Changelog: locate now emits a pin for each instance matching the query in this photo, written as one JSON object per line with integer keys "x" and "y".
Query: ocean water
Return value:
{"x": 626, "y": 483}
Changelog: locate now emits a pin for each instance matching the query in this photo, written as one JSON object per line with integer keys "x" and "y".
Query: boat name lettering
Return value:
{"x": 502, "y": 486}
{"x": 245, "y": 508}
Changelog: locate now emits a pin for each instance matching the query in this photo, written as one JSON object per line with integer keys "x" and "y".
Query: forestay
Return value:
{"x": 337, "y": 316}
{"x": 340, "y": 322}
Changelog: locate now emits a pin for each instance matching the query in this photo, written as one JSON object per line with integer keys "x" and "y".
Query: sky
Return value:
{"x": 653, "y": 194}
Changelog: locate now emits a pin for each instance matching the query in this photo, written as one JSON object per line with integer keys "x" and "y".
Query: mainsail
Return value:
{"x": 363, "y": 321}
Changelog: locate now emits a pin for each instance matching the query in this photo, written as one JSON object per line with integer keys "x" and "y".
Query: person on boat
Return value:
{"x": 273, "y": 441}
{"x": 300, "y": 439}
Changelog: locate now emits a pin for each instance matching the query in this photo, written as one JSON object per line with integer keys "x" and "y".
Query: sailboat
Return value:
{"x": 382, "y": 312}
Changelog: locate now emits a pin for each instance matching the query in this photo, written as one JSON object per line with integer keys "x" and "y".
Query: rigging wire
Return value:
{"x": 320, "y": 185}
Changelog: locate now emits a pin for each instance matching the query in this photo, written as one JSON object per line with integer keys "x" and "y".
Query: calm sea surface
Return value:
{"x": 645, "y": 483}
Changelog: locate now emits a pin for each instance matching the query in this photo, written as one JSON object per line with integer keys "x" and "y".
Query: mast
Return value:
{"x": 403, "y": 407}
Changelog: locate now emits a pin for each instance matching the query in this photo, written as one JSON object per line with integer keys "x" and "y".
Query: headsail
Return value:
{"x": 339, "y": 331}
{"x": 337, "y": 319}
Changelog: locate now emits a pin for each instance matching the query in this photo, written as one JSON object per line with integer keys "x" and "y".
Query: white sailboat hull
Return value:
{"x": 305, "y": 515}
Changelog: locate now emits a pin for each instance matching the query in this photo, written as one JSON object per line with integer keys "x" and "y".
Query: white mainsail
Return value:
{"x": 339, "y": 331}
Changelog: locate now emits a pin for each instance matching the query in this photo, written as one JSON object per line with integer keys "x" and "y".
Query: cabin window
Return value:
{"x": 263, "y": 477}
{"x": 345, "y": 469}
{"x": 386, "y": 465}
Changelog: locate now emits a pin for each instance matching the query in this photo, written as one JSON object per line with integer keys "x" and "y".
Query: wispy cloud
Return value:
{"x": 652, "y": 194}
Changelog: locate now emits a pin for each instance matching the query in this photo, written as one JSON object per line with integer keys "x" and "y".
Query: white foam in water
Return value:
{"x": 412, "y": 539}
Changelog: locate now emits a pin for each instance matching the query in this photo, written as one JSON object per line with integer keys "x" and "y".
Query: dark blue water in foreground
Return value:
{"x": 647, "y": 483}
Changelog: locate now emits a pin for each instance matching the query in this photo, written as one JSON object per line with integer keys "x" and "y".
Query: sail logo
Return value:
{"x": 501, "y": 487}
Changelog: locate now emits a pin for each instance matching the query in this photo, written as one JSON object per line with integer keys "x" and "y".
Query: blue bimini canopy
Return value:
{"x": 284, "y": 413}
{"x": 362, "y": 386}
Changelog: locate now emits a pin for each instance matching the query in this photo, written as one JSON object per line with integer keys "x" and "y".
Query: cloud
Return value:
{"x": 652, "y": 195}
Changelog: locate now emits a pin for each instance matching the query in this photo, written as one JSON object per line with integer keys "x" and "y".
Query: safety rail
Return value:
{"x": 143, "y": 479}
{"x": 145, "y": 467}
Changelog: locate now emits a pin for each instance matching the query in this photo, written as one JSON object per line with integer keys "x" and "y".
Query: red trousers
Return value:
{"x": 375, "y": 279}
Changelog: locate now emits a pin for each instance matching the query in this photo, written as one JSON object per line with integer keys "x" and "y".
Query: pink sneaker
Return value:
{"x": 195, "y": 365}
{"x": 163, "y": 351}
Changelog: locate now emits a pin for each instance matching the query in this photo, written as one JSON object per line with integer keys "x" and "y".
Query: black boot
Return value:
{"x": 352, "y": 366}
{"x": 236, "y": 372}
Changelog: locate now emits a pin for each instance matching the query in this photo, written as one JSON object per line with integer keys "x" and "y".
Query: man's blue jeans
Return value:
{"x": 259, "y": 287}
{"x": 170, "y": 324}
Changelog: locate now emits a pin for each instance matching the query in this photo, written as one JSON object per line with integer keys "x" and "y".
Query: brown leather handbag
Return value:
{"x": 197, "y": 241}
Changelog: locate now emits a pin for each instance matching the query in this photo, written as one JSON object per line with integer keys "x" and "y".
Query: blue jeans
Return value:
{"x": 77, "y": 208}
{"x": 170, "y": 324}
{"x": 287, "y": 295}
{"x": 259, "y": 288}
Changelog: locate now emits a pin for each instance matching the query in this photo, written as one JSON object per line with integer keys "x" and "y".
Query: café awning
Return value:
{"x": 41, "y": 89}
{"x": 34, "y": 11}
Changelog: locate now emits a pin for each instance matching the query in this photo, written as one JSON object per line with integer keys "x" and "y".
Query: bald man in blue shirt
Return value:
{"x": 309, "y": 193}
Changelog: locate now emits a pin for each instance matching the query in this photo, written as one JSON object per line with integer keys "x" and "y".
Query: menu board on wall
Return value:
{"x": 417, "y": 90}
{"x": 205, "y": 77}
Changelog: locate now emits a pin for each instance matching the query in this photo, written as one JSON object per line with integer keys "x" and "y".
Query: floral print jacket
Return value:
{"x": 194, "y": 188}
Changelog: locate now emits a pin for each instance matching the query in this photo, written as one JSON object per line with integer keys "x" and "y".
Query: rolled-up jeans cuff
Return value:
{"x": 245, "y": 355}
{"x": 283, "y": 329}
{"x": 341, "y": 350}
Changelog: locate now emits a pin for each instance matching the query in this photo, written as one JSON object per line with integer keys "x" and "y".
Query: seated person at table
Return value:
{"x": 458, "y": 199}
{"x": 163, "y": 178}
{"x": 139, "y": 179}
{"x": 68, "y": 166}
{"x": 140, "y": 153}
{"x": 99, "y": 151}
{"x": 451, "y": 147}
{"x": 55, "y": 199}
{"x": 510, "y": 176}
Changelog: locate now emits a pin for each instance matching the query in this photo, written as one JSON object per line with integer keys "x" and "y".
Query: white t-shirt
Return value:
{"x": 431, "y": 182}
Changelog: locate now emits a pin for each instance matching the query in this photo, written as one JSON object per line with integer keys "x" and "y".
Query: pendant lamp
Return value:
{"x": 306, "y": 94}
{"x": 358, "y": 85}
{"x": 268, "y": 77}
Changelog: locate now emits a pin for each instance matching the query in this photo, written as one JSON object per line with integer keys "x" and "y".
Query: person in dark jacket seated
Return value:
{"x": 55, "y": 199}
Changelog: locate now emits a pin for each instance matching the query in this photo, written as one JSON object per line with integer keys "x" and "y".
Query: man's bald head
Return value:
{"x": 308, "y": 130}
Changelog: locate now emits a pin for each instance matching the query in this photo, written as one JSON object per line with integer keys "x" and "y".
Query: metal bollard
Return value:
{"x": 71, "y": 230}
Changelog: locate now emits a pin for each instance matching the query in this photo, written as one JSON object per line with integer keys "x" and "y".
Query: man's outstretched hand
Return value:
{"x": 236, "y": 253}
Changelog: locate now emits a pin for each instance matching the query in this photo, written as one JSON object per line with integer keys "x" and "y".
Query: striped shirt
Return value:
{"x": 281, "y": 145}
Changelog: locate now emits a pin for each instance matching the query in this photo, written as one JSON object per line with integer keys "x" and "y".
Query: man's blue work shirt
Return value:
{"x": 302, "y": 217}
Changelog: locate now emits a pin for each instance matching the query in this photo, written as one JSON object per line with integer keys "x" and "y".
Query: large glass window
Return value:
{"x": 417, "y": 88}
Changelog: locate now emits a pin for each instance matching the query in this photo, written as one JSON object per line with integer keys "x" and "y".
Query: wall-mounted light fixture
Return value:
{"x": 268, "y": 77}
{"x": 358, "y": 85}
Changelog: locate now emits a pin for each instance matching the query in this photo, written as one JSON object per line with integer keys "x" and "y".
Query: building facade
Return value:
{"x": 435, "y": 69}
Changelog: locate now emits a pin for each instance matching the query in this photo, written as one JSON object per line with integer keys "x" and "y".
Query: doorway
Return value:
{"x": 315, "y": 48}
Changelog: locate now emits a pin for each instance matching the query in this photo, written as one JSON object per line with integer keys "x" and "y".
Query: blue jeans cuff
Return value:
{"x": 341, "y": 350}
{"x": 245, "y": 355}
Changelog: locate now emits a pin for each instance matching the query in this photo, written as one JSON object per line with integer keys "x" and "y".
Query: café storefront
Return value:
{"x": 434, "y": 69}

* DESCRIPTION OF THE TASK:
Each line in the listing that contains "mainsail" should be returned.

* RESULT:
Query: mainsail
Query: white mainsail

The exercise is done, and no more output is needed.